◆ DATA RECORDS
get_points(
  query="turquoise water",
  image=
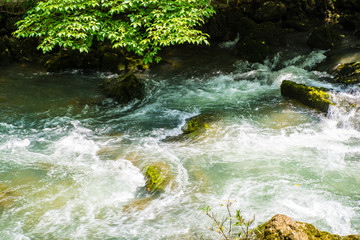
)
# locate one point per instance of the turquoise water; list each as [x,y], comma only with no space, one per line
[73,160]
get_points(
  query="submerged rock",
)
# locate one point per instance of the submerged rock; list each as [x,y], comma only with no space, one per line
[158,177]
[313,97]
[195,126]
[323,37]
[347,73]
[124,89]
[282,227]
[7,197]
[197,123]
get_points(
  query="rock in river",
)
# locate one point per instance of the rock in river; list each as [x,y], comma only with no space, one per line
[313,97]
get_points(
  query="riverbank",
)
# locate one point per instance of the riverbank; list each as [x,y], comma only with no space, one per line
[71,154]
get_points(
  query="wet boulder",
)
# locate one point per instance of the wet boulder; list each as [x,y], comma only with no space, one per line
[313,97]
[124,89]
[7,197]
[348,4]
[197,123]
[270,11]
[347,73]
[195,126]
[323,37]
[112,62]
[282,227]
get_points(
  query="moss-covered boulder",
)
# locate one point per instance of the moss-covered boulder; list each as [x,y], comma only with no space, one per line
[124,89]
[323,37]
[158,177]
[313,97]
[7,197]
[197,123]
[347,73]
[259,41]
[195,127]
[282,227]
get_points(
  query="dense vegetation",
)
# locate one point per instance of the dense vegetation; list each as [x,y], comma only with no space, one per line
[140,26]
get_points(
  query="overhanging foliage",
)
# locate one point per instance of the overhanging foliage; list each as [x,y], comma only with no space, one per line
[140,26]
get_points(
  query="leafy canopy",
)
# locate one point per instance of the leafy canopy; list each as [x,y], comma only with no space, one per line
[140,26]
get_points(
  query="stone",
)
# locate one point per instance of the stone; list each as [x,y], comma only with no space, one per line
[282,227]
[313,97]
[124,89]
[195,126]
[158,177]
[197,123]
[7,197]
[112,62]
[323,37]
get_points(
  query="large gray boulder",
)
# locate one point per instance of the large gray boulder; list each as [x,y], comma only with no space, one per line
[282,227]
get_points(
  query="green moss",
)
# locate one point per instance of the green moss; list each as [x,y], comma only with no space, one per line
[199,123]
[7,197]
[154,179]
[312,97]
[348,73]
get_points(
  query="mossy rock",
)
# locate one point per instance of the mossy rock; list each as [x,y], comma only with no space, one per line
[195,126]
[124,89]
[7,197]
[348,73]
[323,37]
[197,123]
[313,97]
[282,227]
[158,177]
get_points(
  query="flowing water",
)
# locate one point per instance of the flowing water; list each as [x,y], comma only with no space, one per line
[71,162]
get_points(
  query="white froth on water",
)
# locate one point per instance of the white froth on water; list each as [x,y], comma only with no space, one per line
[78,172]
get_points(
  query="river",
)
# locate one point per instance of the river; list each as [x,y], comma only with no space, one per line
[72,161]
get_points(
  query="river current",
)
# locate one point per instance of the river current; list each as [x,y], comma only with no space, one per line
[74,160]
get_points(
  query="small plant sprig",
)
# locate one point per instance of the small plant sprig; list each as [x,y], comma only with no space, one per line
[232,228]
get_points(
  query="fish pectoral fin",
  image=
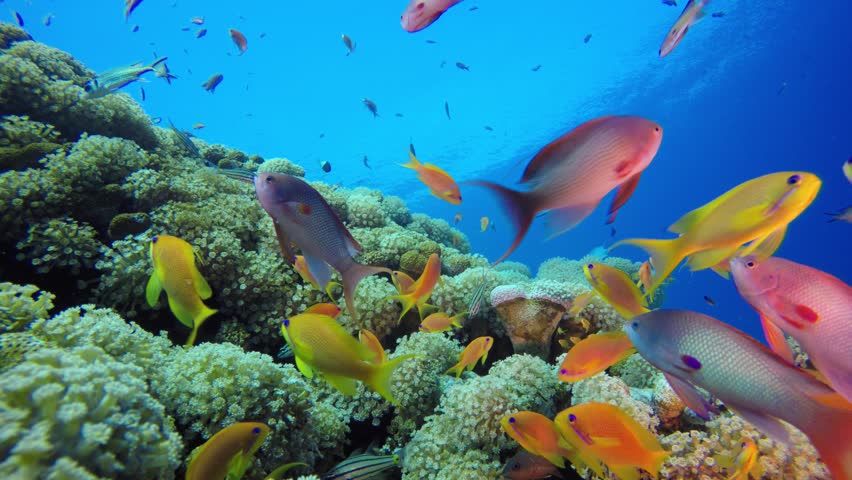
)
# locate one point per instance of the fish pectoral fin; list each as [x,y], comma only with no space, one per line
[622,195]
[709,258]
[153,290]
[346,385]
[561,220]
[769,425]
[691,397]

◆ EXERCISE REQUIREMENTS
Leaving pictures aside, write out each record above exactly as given.

◆ EXPECTED ANSWER
get_points(
  query="turquoise water",
  image=
)
# locate one point per instance of the turquoise water; list each as [x,y], comma only with no space, one per line
[73,160]
get_points(
  query="submerged rock",
)
# locate one point per instance of the submerged rock; list each as [x,y], comma only with no space, one per line
[158,177]
[313,97]
[195,126]
[323,37]
[347,73]
[124,89]
[282,227]
[7,197]
[197,123]
get_points(
  query="rock in river",
)
# locate one point per instance of the rock in river; list each as [x,y], comma only with no space, one per line
[313,97]
get_points(
  query="riverbank",
)
# locate one point per instance of the riverbank; list each as [x,y], comma only with no space, one per line
[71,154]
get_points(
  query="wet boulder",
)
# locate one point per instance of the wet boulder; list each as [x,y], comma only with no space, one per line
[313,97]
[124,89]
[7,197]
[348,4]
[197,123]
[270,11]
[347,73]
[195,126]
[323,37]
[112,62]
[282,227]
get_points(
  query="moss-covered boulder",
)
# locate one point per instance of the moss-covered boulder; list each as [x,y], comma only with no space, one per line
[124,89]
[323,37]
[158,177]
[313,97]
[7,197]
[197,123]
[347,73]
[259,41]
[195,127]
[282,227]
get_points(
  query="dense vegetation",
)
# locate one point per instance of the dense vegetation; list each as [x,y], comma only with no space, one per line
[140,26]
get_points(
  query="overhanging foliage",
)
# locate one point per instance of the overhanging foliage; list each as [x,y], comma only with no space, one per line
[140,26]
get_points(
  query="leafy canopy",
)
# locate one point per instance of the leafy canopy; list each as [x,y], comma only with no space, one per line
[140,26]
get_points(
  query="stone",
)
# locate one point per instance of the stone; list each as [x,y], comma only with no space, one per line
[282,227]
[313,97]
[124,89]
[195,126]
[158,177]
[197,123]
[7,197]
[112,62]
[323,37]
get_points(
  query="large gray boulder",
)
# locate one point per instance of the large gray boulder; list each as [x,y], comma only with no space, one per line
[282,227]
get_points(
  query="green moss",
)
# locate one point per instance of the green moss; list each as [x,y], comma only with no space, one per line
[199,123]
[7,197]
[154,179]
[312,97]
[348,73]
get_points(
  query="mossy rock",
)
# locate one point per instance of the mossy rock; list each as [x,y], comma only with no space, one per line
[195,126]
[124,89]
[7,197]
[348,73]
[323,37]
[197,123]
[313,97]
[282,227]
[158,177]
get_points(
  query="flowing water",
)
# locate one point per instance of the flowing water; list each as [x,y], comma only with no space, one per line
[71,162]
get_points(
  query="white froth on water",
)
# locate one point per instance of the white froth on water; list each as [x,y], comma only with no space, one per line
[78,172]
get_points(
  query="river",
)
# locate one point per instance of the river; list each as [x,y], comma only with no space, one per line
[72,161]
get_points(
  query="river current",
)
# locate one point per instance of the river current; list each as [x,y], comma only with no space, one per line
[74,160]
get_points(
  query="small plant sprig",
)
# locate one point per instance of the small plant sprig; list each as [x,y], comma only with no space, one per line
[232,228]
get_points(
  query="fish pectoral fin",
  image=
)
# locate one point per instance of the fish pectoral fin; list each as [x,y], comma only with no space, one per line
[622,195]
[709,258]
[153,290]
[346,385]
[561,220]
[769,425]
[691,397]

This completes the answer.